TASK GOAL: Using the material below, return exactly the lines between the one holding "of the grey" and the one holding "of the blurred", inclusive, and no others.

DATA EXCERPTS:
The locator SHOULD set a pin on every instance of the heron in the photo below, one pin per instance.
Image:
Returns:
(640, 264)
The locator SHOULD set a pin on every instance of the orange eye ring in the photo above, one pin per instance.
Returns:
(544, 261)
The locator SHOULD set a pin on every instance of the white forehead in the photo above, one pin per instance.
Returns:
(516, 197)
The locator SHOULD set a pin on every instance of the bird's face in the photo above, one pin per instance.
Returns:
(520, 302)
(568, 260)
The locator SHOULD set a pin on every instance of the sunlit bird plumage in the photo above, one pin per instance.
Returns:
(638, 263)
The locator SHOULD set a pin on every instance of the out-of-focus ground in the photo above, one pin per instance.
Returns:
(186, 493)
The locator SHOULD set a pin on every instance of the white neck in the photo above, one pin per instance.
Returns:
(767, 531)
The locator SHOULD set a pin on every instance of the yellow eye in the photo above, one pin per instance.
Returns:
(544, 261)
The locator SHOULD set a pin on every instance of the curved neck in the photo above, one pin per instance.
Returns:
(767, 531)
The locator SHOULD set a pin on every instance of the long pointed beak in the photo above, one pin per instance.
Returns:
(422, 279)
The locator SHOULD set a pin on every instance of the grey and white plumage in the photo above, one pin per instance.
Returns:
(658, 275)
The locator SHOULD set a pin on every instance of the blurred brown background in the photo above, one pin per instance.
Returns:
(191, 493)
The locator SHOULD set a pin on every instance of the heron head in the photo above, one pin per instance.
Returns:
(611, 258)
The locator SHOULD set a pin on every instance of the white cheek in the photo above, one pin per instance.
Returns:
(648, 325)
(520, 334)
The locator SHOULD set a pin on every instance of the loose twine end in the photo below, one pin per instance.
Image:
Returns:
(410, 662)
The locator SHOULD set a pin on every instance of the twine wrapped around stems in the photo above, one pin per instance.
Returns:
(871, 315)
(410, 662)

WRITTEN RESPONSE:
The locator SHOULD set a pin on every instance of the grey and white plumage in the photo above, one pin per instance.
Returns:
(658, 275)
The locator SHOULD set a pin on every instance of the blurred brown background in the photo above, one pin per instance.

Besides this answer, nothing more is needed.